This part may contain errors, so please, let me know if you disagree with me
To begin, what does by region means?
A region is a little part of your framebuffer. If you specify to use by region dependency, it means that (in fragment buffer space) operations need to be finished only in the region (that is specific to the implementation) and not in the whole image.
Well, it is not clear what is a fragment buffer space. In my opinion, and after reading the documentation, it could be from the EARLY_TEST (or at least FRAGMENT_SHADER if early depth is not enabled) to the COLOR_ATTACHMENT.

Actually, to me this flag lets the driver to optimize a bit. However, it must be used only (and should not be useful elsewhere IMHO) between subpasses for subpasses input attachments).
But I may be wrong !

********

**Given problem 1:** Update part of the pointing listing, replacing "pilates reformer" with "exercise machine" and keeping everything else the same: begin at the line that has "wheelchair frame, the" and stop after the line that has "(1009, 279)".
**Given problem 2:** Go on with the forum post about by-region dependencies from the point where it stops.
The listing has no connection to the forum post on by-region dependencies.

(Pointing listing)
********

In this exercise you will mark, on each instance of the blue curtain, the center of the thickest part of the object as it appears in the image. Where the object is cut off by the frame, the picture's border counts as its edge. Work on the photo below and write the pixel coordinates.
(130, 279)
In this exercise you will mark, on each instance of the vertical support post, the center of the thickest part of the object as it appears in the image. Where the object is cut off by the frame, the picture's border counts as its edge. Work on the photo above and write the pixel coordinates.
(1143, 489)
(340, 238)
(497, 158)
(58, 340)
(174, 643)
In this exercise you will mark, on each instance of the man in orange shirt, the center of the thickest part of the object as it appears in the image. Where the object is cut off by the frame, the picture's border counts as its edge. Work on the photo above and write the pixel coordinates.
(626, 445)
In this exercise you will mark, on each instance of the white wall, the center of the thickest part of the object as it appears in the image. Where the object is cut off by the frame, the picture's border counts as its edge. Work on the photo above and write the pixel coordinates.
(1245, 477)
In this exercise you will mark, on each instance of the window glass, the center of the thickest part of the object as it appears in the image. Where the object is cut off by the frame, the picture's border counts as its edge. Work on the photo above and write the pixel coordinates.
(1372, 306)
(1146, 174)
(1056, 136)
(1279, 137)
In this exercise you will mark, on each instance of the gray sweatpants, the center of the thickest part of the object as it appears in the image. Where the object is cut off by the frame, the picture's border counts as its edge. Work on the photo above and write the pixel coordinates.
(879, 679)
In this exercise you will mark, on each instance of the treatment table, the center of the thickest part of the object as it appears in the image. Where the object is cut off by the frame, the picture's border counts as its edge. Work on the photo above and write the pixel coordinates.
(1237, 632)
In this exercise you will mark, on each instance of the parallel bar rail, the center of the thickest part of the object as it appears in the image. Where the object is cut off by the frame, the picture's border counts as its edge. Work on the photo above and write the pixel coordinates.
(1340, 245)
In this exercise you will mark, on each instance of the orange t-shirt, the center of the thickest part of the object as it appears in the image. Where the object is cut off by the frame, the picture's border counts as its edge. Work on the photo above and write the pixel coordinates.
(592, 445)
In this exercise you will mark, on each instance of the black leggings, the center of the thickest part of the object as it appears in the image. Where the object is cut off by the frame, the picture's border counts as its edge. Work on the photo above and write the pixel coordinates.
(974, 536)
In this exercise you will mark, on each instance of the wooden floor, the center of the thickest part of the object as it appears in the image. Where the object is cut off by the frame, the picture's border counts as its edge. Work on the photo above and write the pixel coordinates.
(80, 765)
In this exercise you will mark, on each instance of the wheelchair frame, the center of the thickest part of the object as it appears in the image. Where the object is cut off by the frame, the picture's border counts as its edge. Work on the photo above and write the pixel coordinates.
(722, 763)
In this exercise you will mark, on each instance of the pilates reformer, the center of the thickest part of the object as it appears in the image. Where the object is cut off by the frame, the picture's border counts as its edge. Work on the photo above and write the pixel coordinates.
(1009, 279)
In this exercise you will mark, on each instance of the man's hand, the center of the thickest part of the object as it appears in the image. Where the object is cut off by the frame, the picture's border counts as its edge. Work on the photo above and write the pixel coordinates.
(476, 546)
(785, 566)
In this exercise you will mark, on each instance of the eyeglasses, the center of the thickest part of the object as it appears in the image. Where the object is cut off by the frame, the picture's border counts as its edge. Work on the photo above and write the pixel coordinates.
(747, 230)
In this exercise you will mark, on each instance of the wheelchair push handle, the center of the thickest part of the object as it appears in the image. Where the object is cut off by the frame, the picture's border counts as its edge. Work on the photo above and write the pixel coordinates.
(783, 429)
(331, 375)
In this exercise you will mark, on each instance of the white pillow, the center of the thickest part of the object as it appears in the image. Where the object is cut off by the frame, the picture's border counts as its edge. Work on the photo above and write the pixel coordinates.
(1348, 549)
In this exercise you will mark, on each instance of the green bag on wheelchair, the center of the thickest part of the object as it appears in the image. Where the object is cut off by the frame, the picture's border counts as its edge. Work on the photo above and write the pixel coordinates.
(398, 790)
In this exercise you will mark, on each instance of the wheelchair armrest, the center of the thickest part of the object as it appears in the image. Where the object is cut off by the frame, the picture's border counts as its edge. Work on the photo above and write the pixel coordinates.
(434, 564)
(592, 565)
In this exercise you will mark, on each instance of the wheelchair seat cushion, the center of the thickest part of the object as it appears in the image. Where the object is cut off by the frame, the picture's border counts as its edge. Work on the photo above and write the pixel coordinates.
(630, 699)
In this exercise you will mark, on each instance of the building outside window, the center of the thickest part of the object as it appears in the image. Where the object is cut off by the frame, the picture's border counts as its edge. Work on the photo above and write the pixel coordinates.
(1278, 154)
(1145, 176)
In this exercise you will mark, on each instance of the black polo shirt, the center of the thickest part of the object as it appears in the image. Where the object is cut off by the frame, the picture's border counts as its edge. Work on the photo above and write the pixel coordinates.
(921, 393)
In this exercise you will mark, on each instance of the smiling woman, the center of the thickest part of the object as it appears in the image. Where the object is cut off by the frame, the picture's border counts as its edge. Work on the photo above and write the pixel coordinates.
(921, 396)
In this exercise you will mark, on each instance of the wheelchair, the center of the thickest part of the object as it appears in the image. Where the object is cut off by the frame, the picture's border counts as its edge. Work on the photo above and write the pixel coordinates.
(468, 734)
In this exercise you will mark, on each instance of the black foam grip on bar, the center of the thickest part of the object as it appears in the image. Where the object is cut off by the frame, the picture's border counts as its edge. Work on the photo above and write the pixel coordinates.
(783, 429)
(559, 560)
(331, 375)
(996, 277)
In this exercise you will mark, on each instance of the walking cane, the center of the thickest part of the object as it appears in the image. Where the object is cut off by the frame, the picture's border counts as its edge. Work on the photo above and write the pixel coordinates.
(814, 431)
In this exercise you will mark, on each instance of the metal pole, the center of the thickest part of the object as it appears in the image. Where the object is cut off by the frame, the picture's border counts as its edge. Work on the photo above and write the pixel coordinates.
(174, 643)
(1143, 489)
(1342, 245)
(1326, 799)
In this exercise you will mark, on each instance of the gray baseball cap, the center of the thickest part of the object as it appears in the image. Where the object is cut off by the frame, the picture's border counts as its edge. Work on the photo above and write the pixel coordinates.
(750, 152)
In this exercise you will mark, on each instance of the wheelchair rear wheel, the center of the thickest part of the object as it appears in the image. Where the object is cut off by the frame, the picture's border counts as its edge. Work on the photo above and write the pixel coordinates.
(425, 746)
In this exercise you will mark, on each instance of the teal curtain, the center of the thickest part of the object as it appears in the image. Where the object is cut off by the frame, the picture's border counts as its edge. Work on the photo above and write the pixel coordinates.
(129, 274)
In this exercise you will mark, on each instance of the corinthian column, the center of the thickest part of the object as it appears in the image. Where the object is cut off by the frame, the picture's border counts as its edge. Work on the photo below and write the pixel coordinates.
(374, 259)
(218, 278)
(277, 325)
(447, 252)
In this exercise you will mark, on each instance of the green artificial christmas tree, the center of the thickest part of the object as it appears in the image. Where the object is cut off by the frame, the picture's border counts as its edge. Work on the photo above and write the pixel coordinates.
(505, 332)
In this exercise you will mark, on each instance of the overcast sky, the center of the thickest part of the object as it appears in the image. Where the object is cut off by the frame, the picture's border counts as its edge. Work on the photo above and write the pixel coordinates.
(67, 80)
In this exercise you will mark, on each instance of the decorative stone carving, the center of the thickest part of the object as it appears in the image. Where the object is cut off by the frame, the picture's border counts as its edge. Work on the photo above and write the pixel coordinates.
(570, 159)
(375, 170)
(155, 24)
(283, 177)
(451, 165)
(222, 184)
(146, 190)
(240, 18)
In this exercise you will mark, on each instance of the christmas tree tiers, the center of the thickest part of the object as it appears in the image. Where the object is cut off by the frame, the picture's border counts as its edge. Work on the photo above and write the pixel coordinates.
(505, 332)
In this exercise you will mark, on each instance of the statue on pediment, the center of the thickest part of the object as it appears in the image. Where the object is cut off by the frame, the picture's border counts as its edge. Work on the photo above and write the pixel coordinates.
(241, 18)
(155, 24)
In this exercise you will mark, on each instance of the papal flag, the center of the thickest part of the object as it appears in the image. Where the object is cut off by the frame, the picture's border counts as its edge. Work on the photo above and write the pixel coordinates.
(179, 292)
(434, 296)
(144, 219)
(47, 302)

********

**Reply 1:**
In this exercise you will mark, on each instance of the wheelchair frame, the center of the thickest part of the object as it appears in the image. Where the object is cut off by the frame, the picture's border counts as its edge. Work on the photo above and write the pixel coordinates.
(722, 763)
In this exercise you will mark, on each instance of the exercise machine, the center of the thickest part of the object as it appears in the image. Where the object is cut off by the frame, the picture's border counts as its edge. Work on the photo above and write the pixel coordinates.
(1009, 279)

**Reply 2:**
Everything above about is wrong, if you want a plain explanation, see the comment from devsh. To make it simple, it means that the barrier will operate only on “one pixel” of the image. It could be used for input attachment or pre depth pass for example

Memory Barriers

Okay, now that we have seen how make a pure execution barrier (that means without memory barriers).
Memory barriers ensure the availability for the first half memory dependency and the visibility for the second one. We can see them as a “flushing” and “invalidation”. Make information available does not mean that it is visible.
In each kind of memory barrier you will have a srcAccessMask and a dstAccessMask.
How do they work?

Access and stage are somewhat coupled. For each stage of srcStage, all memory accesses using the set of access types defined in srcAccessMask will be made available. It can be seen as a flush of caches defined by srcAccessMask in all stages.

For dstStage / dstAccess, it is the same thing, but instead to make information available, the information is made visible for these stages and these accesses.

That’s why using BOTTOM/TOP_OF_PIPELINE is meaningless for memory barrier.

For buffer and image barriers, you could as well perform a “releasing of ownership” from a queue to another of the resource you are using.
An example, you transfer the image in your queue that is only used for transfers. At the end, you must perform a releasing from the transfer queue to the compute (or graphic) queue.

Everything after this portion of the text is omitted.